## Problem statement:
Rewrite everything in the records below, from the line containing "Isolate each decorative" down to the line containing "[0,328,281,500]", both included, as a numbered list with any blank lines dropped.

## Extracted data:
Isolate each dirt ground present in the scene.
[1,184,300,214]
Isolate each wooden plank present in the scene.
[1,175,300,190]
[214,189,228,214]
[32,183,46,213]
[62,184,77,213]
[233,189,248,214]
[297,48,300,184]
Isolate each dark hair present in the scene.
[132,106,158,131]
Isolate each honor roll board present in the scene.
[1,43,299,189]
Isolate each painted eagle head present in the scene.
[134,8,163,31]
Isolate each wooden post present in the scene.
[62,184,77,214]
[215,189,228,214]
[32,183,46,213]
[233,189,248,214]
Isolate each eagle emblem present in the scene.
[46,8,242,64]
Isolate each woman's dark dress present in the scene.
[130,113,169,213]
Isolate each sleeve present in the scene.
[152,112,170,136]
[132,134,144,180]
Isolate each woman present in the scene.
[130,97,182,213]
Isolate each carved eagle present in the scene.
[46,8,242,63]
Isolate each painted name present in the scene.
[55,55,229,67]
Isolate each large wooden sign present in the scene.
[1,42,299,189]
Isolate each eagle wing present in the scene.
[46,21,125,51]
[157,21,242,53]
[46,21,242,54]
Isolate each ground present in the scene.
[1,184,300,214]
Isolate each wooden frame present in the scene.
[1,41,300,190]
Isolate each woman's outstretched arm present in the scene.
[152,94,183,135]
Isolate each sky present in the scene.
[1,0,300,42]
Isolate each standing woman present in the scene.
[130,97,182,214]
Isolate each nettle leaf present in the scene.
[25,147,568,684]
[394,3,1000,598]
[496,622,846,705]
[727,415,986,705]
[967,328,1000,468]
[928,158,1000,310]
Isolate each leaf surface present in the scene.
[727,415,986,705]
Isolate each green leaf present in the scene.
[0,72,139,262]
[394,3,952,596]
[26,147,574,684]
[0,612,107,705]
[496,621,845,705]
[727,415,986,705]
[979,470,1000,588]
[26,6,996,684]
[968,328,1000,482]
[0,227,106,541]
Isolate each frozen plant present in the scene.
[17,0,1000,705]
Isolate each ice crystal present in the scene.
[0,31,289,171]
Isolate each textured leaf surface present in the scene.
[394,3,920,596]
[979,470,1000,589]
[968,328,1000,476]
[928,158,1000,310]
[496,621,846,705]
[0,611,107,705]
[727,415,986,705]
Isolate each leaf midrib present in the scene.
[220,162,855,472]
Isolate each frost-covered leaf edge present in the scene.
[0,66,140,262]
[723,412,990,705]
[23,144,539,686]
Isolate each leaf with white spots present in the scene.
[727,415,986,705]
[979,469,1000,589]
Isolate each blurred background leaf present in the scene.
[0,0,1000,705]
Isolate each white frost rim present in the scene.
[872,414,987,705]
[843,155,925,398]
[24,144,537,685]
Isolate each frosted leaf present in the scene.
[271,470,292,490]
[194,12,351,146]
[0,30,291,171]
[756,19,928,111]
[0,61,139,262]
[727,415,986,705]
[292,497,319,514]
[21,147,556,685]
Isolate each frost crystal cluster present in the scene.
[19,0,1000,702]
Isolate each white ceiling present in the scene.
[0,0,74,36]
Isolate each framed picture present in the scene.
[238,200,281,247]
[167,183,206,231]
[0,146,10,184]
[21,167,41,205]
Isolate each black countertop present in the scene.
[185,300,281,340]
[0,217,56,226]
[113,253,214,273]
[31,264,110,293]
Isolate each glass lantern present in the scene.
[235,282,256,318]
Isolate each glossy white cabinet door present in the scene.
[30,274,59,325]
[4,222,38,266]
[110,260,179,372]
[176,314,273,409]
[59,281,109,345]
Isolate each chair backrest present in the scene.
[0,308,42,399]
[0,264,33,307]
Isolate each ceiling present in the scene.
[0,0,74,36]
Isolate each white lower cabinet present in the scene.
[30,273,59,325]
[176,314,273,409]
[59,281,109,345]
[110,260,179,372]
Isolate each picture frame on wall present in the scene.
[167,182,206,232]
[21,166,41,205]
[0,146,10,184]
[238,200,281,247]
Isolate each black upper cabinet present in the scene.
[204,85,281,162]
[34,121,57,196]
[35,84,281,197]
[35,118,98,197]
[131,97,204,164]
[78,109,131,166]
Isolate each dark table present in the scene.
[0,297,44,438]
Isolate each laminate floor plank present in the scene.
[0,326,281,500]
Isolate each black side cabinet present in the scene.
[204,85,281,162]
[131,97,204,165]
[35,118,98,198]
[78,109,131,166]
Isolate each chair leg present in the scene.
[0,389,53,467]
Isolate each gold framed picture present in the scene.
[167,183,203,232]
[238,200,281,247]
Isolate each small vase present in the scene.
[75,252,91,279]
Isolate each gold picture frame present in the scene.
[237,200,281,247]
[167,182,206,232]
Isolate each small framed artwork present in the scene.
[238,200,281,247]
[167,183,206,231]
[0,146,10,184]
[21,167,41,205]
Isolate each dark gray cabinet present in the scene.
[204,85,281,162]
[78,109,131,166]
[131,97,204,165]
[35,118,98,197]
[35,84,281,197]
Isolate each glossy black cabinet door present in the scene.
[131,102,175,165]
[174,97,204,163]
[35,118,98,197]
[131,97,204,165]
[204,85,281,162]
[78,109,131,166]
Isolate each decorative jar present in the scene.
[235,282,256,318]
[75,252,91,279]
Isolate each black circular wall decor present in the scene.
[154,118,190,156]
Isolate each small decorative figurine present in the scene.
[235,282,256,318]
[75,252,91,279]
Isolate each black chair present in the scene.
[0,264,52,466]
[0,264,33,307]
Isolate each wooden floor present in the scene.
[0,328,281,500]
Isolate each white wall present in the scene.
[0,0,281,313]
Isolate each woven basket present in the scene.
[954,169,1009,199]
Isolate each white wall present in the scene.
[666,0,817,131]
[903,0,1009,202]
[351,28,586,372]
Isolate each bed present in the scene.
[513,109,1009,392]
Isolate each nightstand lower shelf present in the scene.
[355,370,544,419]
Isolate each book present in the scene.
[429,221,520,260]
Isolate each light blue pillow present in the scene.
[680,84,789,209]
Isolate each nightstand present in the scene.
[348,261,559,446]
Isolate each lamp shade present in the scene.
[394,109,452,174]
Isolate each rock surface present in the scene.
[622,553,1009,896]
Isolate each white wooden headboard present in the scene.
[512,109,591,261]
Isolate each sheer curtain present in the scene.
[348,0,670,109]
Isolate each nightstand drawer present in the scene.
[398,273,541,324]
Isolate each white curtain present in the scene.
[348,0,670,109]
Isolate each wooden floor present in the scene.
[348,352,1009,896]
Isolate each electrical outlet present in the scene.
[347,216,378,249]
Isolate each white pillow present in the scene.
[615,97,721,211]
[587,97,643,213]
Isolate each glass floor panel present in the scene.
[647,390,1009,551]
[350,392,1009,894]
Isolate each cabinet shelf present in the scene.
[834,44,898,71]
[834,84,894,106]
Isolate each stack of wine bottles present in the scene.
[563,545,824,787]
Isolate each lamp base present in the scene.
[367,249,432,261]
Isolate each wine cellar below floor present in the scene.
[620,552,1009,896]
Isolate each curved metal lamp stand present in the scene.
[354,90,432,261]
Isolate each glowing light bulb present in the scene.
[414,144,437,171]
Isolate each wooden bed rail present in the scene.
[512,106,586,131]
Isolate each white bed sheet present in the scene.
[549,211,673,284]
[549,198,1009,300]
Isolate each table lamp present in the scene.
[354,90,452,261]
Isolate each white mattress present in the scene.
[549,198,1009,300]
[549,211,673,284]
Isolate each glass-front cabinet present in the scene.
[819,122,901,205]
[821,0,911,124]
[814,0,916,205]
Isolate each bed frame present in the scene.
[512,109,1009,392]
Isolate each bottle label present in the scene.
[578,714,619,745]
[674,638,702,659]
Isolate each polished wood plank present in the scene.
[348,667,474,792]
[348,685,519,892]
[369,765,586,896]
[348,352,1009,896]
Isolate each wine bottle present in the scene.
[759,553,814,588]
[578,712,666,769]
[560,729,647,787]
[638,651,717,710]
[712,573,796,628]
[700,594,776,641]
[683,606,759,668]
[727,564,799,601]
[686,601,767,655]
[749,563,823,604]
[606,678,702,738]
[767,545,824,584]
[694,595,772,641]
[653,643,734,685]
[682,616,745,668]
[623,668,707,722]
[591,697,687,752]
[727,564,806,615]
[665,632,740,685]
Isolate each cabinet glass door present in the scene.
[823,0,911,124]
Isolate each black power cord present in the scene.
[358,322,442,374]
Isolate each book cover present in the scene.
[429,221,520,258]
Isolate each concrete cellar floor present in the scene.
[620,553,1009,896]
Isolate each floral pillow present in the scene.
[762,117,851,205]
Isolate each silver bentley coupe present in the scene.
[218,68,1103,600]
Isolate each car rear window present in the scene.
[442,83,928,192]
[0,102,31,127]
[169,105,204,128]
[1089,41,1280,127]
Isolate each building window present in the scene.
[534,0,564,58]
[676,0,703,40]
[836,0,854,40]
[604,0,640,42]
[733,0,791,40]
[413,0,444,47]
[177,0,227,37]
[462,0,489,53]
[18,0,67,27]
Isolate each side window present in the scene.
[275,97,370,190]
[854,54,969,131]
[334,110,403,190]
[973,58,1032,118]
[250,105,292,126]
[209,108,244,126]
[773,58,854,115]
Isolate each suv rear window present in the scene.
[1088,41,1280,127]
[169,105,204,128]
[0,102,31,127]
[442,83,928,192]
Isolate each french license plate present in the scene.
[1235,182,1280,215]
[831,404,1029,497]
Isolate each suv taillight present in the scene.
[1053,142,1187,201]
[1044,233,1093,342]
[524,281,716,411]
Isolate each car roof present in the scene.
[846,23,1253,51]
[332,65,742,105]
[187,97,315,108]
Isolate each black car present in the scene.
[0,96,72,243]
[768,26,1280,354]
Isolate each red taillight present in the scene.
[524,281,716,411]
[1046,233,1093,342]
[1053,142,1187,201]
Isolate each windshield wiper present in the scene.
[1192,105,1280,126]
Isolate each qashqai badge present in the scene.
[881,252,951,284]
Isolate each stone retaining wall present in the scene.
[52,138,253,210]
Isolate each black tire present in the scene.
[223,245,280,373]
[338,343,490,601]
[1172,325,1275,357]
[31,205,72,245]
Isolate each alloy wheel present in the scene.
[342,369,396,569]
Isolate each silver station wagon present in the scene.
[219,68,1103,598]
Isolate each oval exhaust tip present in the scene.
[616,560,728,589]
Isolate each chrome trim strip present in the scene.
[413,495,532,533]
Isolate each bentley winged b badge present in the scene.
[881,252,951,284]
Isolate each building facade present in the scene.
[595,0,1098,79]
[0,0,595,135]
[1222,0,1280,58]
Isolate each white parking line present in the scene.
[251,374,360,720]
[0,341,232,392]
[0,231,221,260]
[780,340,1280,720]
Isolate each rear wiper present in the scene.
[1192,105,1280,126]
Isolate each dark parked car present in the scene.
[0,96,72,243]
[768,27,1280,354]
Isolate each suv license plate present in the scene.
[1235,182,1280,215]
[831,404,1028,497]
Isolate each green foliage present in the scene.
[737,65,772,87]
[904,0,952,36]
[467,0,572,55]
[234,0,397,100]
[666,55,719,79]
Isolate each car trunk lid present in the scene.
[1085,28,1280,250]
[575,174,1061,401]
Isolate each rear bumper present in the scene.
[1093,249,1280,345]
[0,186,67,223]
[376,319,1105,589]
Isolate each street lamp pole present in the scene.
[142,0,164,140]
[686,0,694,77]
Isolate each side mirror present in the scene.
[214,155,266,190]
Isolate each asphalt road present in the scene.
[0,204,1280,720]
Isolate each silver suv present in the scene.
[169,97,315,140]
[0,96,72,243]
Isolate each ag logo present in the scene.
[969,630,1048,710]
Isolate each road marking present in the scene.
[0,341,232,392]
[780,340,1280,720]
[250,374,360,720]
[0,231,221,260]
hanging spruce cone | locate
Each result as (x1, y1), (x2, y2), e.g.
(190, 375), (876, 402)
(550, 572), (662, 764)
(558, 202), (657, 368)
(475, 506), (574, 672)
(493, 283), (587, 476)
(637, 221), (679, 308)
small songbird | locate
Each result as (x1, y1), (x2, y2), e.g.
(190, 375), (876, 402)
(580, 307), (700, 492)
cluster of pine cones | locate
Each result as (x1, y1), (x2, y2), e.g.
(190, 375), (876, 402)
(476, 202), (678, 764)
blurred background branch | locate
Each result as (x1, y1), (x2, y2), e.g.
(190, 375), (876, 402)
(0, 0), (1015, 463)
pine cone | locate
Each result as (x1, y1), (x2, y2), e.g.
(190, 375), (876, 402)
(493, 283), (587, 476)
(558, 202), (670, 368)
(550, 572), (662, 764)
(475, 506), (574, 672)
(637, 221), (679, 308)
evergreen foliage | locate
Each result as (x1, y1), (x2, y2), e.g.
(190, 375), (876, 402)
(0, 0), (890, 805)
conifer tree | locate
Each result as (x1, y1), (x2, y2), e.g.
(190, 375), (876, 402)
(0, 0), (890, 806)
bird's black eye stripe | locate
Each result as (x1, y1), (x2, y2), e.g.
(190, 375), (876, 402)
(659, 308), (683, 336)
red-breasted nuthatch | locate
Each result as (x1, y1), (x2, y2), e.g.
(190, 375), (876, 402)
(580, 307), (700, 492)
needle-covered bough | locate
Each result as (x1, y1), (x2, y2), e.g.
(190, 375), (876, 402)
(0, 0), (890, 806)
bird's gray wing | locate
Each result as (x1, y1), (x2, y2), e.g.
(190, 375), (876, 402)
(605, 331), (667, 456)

## Answer to the problem:
1. Isolate each decorative jar present in the scene.
2. [235,282,256,318]
3. [75,252,91,279]
4. Isolate each black circular wall decor present in the scene.
5. [154,118,190,156]
6. Isolate each small decorative figurine present in the scene.
7. [235,282,256,318]
8. [75,252,91,279]
9. Isolate each black chair present in the scene.
10. [0,264,52,466]
11. [0,264,33,307]
12. Isolate each wooden floor present in the scene.
13. [0,328,281,500]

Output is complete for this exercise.